Given data
*****
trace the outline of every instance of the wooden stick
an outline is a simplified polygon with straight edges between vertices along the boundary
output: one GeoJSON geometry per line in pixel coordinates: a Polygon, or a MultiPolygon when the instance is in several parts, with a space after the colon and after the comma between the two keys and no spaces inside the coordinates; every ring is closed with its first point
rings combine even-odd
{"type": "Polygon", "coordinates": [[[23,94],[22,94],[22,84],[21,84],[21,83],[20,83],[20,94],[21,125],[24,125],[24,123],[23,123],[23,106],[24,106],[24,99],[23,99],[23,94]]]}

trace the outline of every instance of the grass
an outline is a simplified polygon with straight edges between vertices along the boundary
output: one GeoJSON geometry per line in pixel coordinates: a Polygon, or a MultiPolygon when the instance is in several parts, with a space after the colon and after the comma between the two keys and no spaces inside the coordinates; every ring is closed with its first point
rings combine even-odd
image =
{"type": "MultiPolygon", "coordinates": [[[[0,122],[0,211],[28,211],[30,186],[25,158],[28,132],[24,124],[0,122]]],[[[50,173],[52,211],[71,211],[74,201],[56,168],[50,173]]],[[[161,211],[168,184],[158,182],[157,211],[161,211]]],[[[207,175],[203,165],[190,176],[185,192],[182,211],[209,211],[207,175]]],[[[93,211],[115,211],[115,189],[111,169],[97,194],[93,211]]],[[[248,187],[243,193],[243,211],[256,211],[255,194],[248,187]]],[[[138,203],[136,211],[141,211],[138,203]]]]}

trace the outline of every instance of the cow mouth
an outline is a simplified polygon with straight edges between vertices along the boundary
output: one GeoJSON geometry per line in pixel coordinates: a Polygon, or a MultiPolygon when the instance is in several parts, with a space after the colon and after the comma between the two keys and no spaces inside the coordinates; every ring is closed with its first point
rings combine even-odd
*****
Task description
Lay out the data above as a Markdown table with the columns Row and Line, numbering each line and omitting blank lines.

Exercise output
| Row | Line |
|---|---|
| 1 | trace the outline of every instance of the wooden stick |
| 2 | an outline is a simplified polygon with straight edges between vertices along the boundary |
| 3 | output: one GeoJSON geometry per line in pixel coordinates: a Polygon, or a MultiPolygon when the instance is in several parts, with a space after the colon and after the comma between the two keys and no spaces inside the coordinates; every ring is closed with its first point |
| 4 | rings combine even-odd |
| 5 | {"type": "Polygon", "coordinates": [[[23,94],[22,94],[22,84],[21,84],[21,83],[20,83],[20,94],[21,125],[24,125],[24,123],[23,123],[23,106],[24,106],[24,99],[23,99],[23,94]]]} |
| 6 | trace the outline of every instance of the grass |
| 7 | an outline is a simplified polygon with straight edges between vertices along the boundary |
| 8 | output: one GeoJSON geometry per line in pixel coordinates: a Polygon, or a MultiPolygon when the instance is in several parts, with a space after the colon and after the comma between the two keys and no spaces inside the coordinates; every ring is closed with its first point |
| 9 | rings combine even-odd |
| 10 | image = |
| 11 | {"type": "MultiPolygon", "coordinates": [[[[0,122],[0,211],[28,211],[30,186],[25,158],[28,132],[24,124],[0,122]]],[[[50,173],[52,211],[71,211],[74,201],[56,168],[50,173]]],[[[161,211],[168,184],[158,182],[157,211],[161,211]]],[[[207,175],[203,165],[190,176],[185,192],[182,211],[209,211],[207,175]]],[[[93,211],[115,211],[115,189],[111,169],[97,194],[93,211]]],[[[248,187],[243,193],[243,211],[256,211],[255,194],[248,187]]],[[[138,203],[136,211],[141,211],[138,203]]]]} |
| 12 | trace the outline of every instance of the cow mouth |
| 13 | an outline is a simplified polygon with straight edges between vertices along the boundary |
| 14 | output: one GeoJSON geometry per line in pixel coordinates: a Polygon, or a MultiPolygon when the instance is in several parts, with a space after the colon and after the comma between the two keys and no spaces inside the coordinates; every ring is closed with its first point |
| 15 | rings combine even-odd |